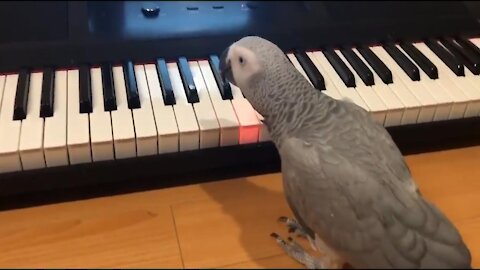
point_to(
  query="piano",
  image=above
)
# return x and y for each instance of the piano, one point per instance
(101, 98)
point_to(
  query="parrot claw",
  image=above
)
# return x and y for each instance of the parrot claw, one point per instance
(297, 252)
(293, 226)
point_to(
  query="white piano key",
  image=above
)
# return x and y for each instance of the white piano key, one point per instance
======
Exercise
In the listing above, count every line that holds "query". Give only the number.

Exercise output
3